> **DATA SHOWN**
####

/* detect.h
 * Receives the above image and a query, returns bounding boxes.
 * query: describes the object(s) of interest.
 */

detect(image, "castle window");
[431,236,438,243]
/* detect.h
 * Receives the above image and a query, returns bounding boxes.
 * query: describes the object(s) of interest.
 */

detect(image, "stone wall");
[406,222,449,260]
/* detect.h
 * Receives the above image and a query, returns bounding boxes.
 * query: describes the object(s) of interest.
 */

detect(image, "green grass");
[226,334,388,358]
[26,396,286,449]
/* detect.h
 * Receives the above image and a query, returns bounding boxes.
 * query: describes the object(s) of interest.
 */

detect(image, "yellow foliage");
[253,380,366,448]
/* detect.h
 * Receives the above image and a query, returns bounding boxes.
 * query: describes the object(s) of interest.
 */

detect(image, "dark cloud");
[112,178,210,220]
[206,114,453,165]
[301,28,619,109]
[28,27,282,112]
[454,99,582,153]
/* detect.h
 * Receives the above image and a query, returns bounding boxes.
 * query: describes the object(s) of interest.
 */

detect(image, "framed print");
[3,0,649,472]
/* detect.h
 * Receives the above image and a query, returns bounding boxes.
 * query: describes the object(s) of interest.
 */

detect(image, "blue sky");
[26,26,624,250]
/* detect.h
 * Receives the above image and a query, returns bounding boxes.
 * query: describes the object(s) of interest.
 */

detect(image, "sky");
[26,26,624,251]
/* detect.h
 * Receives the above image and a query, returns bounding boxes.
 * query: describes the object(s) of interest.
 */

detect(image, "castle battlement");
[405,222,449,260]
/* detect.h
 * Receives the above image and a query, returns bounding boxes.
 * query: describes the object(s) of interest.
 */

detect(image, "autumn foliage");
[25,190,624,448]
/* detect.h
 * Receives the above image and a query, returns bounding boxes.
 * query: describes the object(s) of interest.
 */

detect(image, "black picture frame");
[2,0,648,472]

####

> **PROMPT**
Write the entries out a second time. Match them exactly.

> **RESPONSE**
/* detect.h
 * Receives the above image and a query, returns bounding boxes.
 * query: describes the object(s) of interest.
 */

detect(image, "castle window");
[431,236,438,243]
/* detect.h
 * Receives the above image and a query, returns bounding boxes.
 * query: describes the object(s) of interest.
 */

detect(image, "stone wall");
[406,222,449,260]
/* detect.h
 * Receives the above image and a query, returns bounding boxes.
 * query: describes the object(s) of interest.
 */

detect(image, "green grass");
[226,334,388,358]
[26,396,286,449]
/* detect.h
 * Receives the above image and a query, returns bounding boxes.
 * query: describes the object(s) of interest.
 */

detect(image, "yellow foliage");
[253,380,366,448]
/* detect.h
 * Receives the above image and a query, returns bounding boxes.
 * query: describes the object(s) of interest.
 */

detect(image, "dark cloud");
[112,178,210,220]
[206,114,453,165]
[301,28,619,109]
[28,27,282,112]
[454,99,582,153]
/* detect.h
 * Receives the above image and a query, returns bounding boxes.
 * query: describes the object(s) of interest.
 */

detect(image, "framed print");
[3,0,649,472]
/* detect.h
 * Receives the above image and a query, returns bounding boxes.
 * query: describes the object(s) of interest.
 */

detect(image, "blue sky");
[26,26,624,250]
/* detect.h
 * Receives the above image and a query, returns bounding boxes.
 * query: describes the object(s) of interest.
 */

detect(image, "sky");
[26,26,624,251]
/* detect.h
 * Receives the above image and a query, returns bounding boxes.
 * query: describes the object(s) of interest.
 */

detect(image, "castle battlement");
[405,222,449,260]
/* detect.h
 * Receives the above image and a query, returns bounding boxes.
 * query: describes the object(s) of interest.
 */

detect(image, "autumn foliage");
[25,190,624,448]
/* detect.h
 * Receives the above image and a query, returns bounding boxes.
 * query: describes the object(s) of interest.
 */

detect(image, "black picture frame");
[2,0,648,472]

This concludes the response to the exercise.